• **Task description**:
Find every line in the material below that contains the word "shrub" and copy each of those lines. Uppercase and lowercase letters must match.
== Record set ==
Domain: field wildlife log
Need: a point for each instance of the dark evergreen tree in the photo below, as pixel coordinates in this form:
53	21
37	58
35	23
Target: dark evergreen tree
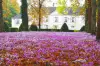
24	15
6	27
98	22
1	18
64	27
93	17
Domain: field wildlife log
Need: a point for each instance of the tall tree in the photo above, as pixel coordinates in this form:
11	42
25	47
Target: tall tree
1	18
24	15
93	17
37	10
61	7
89	16
98	21
86	15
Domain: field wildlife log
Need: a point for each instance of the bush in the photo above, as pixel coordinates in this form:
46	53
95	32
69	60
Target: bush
6	27
33	28
13	29
64	27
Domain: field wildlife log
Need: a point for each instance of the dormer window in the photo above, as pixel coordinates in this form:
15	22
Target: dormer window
56	19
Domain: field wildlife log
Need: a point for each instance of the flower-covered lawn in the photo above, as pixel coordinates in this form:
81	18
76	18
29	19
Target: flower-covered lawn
49	49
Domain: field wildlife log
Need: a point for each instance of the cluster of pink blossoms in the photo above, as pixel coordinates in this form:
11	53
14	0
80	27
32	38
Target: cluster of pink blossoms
49	49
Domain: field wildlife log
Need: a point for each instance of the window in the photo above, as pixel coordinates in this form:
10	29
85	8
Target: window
55	26
46	26
65	19
46	20
56	19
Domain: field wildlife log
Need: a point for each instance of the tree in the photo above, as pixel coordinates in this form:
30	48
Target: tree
24	15
61	7
1	18
75	5
37	10
10	9
98	21
86	16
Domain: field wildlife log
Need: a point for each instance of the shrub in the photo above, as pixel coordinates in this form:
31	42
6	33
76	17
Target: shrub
64	27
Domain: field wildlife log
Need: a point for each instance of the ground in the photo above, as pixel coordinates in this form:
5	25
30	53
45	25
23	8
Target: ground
49	49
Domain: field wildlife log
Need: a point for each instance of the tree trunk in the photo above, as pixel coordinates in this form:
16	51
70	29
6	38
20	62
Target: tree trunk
98	22
86	19
89	16
93	17
24	15
1	18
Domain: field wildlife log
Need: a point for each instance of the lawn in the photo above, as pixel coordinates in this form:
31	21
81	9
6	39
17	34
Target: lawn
49	49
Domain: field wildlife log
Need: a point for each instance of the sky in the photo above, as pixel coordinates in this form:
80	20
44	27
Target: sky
68	2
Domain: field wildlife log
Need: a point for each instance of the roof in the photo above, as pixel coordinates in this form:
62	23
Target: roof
18	16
===
• **Solution to the problem**:
Need: a point for each instance of the shrub in the photo above, as pixel coordinates in this form:
Target: shrub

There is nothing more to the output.